— start —

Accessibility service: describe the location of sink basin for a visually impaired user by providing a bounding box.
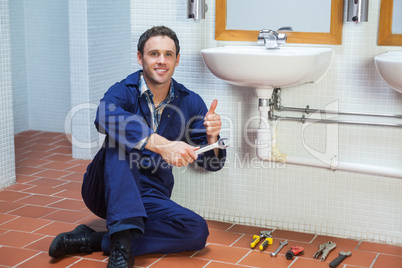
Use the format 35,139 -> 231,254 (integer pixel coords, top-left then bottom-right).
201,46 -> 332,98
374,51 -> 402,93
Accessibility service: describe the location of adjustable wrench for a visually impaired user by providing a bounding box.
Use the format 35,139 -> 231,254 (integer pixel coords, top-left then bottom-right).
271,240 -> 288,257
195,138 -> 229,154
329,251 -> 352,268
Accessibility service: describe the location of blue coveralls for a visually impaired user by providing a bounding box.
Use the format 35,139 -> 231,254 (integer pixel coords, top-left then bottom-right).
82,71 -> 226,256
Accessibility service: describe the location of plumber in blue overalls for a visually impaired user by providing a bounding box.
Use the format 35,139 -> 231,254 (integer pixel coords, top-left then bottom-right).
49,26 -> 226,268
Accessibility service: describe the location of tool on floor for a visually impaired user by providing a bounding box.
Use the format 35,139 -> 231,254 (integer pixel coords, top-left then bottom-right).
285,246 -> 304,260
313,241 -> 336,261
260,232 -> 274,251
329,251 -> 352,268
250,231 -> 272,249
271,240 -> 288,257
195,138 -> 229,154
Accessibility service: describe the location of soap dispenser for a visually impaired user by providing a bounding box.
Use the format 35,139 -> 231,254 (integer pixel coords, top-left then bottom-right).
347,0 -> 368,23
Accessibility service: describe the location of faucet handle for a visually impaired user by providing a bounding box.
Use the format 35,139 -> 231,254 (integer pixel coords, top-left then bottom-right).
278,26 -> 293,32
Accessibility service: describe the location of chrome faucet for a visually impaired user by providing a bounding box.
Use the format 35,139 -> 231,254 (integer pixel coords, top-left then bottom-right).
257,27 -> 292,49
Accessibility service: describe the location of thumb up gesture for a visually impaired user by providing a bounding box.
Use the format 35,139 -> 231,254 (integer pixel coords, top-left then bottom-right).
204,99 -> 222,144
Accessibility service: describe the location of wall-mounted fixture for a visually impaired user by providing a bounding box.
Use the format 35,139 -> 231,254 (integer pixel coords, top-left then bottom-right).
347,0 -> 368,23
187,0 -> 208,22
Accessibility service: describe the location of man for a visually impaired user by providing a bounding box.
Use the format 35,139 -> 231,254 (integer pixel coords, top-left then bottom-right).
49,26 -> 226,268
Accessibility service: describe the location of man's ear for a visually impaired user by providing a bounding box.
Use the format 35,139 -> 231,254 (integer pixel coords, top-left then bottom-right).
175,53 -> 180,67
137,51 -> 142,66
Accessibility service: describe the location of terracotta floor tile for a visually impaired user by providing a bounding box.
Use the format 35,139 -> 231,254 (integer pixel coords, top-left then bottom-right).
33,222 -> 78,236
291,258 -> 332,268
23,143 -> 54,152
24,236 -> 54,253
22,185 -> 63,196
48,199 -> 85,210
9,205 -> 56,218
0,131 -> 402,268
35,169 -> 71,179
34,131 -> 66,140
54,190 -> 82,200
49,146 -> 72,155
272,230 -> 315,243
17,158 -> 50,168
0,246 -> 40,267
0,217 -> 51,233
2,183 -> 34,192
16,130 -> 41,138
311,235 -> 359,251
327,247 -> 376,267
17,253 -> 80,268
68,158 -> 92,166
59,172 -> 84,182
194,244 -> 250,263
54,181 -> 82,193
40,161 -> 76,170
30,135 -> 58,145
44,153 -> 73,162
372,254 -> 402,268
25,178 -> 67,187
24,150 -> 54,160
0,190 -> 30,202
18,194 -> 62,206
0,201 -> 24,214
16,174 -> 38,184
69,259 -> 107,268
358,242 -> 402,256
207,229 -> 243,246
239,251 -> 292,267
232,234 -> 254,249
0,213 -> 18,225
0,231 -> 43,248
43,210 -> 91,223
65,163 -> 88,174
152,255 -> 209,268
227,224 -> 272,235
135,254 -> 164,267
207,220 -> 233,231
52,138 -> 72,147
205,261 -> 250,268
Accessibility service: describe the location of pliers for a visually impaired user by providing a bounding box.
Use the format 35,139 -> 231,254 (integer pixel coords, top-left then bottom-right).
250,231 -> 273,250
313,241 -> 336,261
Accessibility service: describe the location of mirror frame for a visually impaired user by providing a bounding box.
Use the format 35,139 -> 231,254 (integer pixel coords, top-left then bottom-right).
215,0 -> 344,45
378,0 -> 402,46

— end —

Select every line in the items above that contains the word "floor" and copy each one out. Case counts when matching.

• **PROBLEM SOLUTION**:
Accessibility service: describe the location of tool on floor for a visually impaired user by providing a bounding box.
Accessibility service: describe the location of terracotta floor tile for a visually impaired user by providing a bounding box.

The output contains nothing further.